Write out all of the entries below word for word.
○ ○ ○ ○ ○ ○ ○
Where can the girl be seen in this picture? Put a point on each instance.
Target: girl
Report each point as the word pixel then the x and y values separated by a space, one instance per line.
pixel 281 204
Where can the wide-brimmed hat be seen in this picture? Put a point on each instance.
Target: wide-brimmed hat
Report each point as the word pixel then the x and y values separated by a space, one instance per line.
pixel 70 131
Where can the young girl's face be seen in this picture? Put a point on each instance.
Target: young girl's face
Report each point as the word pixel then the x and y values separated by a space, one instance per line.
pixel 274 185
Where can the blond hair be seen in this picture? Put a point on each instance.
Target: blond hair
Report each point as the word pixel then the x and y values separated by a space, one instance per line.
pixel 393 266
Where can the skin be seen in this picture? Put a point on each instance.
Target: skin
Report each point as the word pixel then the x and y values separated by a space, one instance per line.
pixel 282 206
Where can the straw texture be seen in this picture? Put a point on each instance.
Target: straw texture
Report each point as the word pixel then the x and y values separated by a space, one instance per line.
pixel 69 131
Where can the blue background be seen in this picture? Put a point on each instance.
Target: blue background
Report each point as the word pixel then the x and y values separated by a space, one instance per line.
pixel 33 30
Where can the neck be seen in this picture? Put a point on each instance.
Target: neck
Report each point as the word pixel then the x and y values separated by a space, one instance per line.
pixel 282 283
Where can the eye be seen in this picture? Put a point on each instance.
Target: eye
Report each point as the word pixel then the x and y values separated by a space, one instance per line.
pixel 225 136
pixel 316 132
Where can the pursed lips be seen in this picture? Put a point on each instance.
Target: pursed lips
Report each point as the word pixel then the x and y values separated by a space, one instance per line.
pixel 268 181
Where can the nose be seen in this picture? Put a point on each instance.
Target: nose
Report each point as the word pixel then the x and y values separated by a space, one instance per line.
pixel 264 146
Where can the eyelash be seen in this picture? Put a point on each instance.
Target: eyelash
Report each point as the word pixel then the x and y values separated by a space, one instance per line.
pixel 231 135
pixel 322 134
○ ○ ○ ○ ○ ○ ○
RESPONSE TO THE EXERCISE:
Where can the girl be seen in this picture? Put a point on each instance.
Target: girl
Report each point as the word pixel then the x and y values separated by a space, one instance per line.
pixel 281 204
Where can the wide-brimmed hat be seen in this picture? Put a point on each instance.
Target: wide-brimmed hat
Report each point as the word pixel then the x and y values separated by a space, one instance per line.
pixel 70 131
Where can the young girl's face be seen in this picture? Put a point on each instance.
Target: young girl's face
Report each point as the word pixel then the x and y values separated by a space, one instance per line.
pixel 274 185
Where can the blond hair be seen in this picture? Put a point on each instance.
Target: blond hair
Report each point as the word pixel then the x and y values separated by a space, one instance per line.
pixel 393 266
Where can the skin be seen in this picture? Put a point on each instance.
Target: skin
Report each point as the word pixel then the x and y values separated by a space, one instance per line.
pixel 282 206
Where can the straw texture be seen in this picture? Put a point on each instance.
Target: straw texture
Report each point as the word pixel then the x and y values separated by a space, one instance per line.
pixel 69 131
Where can the blue background be seen in this picture? Put a point on each instance.
Target: blue background
Report each point as the word pixel then the x and y values separated by a space, one instance per line.
pixel 33 30
Where can the neck be seen in this picture? Put a point on each instance.
Target: neck
Report each point as the word pixel then the x and y values separated by a space, one instance per line.
pixel 282 283
Where can the eye be seen in this picture? Put a point on each instance.
Target: eye
Report each point as the word pixel then the x and y values separated by a space, one instance per line.
pixel 225 136
pixel 316 132
Where can the pursed lips be seen in this picture? Put a point on each instance.
Target: pursed lips
Report each point as the word pixel then the x and y values separated by a space, one instance per line.
pixel 268 181
Where can the nose be seen in this picture? Put a point on each instance.
Target: nose
Report each point as the word pixel then the x and y values separated by a space, one instance per line.
pixel 264 146
Where can the eyelash be seen in this picture? Put a point on each instance.
Target: eyelash
Report each point as the word pixel then the x and y values separated by a space, one instance per line.
pixel 231 135
pixel 322 134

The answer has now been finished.